DATA TO USE:

***

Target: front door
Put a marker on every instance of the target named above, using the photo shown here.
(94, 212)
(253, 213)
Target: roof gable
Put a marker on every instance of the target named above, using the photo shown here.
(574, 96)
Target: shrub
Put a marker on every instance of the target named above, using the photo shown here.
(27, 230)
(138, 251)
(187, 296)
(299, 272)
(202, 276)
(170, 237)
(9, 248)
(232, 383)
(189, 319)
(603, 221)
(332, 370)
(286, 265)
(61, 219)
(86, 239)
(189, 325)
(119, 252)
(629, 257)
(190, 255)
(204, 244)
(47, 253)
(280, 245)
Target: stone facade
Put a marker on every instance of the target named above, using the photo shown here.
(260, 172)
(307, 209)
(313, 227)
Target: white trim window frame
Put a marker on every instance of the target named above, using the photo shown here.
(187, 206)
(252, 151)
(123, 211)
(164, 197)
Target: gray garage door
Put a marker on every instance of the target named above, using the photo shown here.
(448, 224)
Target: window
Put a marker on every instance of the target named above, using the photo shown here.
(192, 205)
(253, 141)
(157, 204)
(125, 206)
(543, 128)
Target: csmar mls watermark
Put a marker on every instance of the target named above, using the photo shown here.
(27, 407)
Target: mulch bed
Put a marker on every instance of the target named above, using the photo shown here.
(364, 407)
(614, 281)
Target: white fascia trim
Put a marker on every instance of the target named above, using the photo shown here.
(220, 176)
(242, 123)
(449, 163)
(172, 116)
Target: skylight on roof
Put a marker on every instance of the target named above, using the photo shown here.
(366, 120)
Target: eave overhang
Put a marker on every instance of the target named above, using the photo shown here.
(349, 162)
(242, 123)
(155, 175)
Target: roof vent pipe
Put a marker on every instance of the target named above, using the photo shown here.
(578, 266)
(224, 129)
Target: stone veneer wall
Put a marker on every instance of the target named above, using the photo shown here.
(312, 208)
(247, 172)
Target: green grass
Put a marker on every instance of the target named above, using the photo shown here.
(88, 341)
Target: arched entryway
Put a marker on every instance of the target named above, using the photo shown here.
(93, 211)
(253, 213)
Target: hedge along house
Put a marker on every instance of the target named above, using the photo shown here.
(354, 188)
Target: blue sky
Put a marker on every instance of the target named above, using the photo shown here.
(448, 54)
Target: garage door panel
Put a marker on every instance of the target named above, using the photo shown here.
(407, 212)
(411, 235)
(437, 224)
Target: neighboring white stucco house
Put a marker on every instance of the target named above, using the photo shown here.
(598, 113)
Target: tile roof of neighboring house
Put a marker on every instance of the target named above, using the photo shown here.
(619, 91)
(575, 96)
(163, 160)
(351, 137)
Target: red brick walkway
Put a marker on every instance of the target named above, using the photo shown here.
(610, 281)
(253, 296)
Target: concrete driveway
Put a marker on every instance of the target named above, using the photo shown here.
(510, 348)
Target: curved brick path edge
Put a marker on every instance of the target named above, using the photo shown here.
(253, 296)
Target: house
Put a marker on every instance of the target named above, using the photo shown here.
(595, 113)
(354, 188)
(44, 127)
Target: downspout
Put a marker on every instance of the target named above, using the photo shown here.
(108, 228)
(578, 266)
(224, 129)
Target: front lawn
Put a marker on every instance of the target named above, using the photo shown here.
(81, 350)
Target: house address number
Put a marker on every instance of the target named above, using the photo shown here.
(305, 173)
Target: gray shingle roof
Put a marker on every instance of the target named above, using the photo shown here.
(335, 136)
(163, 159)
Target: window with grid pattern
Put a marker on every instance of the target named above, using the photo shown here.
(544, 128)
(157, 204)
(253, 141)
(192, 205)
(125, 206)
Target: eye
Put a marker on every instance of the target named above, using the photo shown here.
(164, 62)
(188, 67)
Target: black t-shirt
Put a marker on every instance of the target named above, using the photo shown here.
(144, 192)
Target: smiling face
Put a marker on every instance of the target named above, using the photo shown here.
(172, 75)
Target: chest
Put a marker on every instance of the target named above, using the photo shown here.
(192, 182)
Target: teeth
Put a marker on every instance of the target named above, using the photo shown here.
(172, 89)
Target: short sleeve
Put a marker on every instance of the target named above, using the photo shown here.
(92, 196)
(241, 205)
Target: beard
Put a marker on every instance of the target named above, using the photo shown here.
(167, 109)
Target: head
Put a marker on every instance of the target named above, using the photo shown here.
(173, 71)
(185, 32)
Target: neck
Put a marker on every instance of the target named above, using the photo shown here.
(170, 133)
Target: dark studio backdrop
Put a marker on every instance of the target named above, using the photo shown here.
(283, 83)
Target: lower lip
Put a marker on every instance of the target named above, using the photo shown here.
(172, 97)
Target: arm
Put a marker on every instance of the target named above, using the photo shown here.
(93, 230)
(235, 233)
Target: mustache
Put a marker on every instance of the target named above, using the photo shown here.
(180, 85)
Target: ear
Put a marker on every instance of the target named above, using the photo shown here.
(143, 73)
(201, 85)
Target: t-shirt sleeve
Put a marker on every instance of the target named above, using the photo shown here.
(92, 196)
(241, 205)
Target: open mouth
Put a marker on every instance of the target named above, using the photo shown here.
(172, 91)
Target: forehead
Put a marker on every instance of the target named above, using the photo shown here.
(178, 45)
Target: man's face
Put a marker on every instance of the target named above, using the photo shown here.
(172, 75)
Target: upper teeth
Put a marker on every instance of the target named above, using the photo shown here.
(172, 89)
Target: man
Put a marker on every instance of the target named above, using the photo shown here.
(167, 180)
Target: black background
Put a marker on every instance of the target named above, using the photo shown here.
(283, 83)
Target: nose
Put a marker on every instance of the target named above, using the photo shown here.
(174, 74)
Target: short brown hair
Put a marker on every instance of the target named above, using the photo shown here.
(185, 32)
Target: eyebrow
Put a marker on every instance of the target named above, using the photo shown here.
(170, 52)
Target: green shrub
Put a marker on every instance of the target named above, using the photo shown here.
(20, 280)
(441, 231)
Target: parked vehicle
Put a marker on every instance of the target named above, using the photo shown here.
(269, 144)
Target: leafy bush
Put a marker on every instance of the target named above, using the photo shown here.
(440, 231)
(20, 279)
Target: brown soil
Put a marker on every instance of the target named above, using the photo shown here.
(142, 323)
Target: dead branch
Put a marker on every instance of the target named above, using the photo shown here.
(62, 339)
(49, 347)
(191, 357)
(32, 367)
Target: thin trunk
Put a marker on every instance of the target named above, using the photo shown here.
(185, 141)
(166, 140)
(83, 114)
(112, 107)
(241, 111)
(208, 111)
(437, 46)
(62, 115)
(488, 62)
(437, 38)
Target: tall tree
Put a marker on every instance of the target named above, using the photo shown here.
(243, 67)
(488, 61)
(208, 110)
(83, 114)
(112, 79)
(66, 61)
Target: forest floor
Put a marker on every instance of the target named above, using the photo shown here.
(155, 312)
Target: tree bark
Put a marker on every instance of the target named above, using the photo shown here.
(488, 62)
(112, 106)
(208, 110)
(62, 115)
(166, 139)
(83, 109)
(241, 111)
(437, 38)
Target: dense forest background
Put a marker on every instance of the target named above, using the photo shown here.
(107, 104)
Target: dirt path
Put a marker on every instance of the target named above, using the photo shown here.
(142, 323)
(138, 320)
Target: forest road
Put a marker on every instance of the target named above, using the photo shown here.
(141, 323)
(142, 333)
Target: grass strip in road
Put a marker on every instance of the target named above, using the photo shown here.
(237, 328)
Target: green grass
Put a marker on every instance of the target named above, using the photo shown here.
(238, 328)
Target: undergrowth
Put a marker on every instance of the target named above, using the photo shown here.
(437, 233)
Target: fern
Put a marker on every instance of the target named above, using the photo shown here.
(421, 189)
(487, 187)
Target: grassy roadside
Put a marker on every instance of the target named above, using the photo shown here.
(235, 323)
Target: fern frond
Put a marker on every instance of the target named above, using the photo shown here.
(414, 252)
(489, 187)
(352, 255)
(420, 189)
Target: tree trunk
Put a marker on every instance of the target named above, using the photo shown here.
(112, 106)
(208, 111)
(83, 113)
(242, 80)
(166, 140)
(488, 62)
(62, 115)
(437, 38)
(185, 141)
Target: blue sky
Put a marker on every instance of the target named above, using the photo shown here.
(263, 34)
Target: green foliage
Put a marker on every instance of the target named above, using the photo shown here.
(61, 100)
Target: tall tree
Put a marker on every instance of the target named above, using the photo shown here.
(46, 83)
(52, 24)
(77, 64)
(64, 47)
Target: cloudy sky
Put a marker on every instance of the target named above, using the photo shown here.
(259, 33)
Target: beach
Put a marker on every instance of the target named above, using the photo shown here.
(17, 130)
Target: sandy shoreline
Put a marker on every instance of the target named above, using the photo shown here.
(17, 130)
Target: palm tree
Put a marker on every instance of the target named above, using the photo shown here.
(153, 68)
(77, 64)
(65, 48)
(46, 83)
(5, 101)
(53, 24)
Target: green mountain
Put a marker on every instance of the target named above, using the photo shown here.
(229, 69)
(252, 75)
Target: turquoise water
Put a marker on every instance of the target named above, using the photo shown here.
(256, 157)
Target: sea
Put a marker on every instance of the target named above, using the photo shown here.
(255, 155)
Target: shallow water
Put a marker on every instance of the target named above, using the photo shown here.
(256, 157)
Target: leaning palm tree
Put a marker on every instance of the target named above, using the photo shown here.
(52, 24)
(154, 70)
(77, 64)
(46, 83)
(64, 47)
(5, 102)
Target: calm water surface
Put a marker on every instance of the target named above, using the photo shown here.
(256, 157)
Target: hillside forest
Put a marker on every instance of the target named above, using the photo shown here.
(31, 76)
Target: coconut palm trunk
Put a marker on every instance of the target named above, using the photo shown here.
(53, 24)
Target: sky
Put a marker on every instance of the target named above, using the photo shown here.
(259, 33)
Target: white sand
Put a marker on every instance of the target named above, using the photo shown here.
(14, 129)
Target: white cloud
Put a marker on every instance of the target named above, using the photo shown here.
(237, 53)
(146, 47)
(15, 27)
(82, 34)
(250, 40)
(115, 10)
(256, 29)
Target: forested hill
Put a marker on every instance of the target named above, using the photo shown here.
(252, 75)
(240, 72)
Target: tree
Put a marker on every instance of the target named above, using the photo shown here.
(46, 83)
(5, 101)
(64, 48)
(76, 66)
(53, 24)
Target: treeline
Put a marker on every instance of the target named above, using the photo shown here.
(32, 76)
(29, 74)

***

In the entries above, take the line containing "Target: shallow water" and each later line through the last, and repeat them exactly. Output nothing else.

FINAL ANSWER:
Target: shallow water
Put a marker on every instance of the target named above, using the photo shown here.
(256, 157)
Target: leaning palm tree
Put a marker on every instance of the target named above, using the photo shown here.
(52, 24)
(154, 70)
(77, 64)
(46, 83)
(64, 47)
(5, 102)
Target: calm water surface
Put a marker on every instance of the target named above, using the photo shown here.
(256, 157)
Target: hillside forest
Put a marker on every instance of the target named above, using the photo shown here.
(31, 76)
Target: coconut palm trunk
Put a marker on every instance of the target named above, using the photo shown here.
(53, 24)
Target: sky
Put a marker on every instance of the target named above, using the photo shown here.
(259, 33)
Target: white sand
Put a marker on every instance of the target named above, using the photo shown here.
(14, 129)
Target: white cloud
Put a marker on every instance of the target named above, using the photo shown here.
(237, 53)
(146, 47)
(15, 27)
(82, 34)
(250, 40)
(115, 10)
(256, 29)
Target: forested hill
Put a marker on every instance of the target named above, using the photo shown here.
(252, 75)
(240, 72)
Target: tree
Put a marker on every instance of the target named above, using the photo shown here.
(46, 83)
(5, 101)
(64, 48)
(76, 66)
(53, 24)
Target: treeline
Put a marker on every instance of the target named above, using the photo shown here.
(32, 76)
(29, 74)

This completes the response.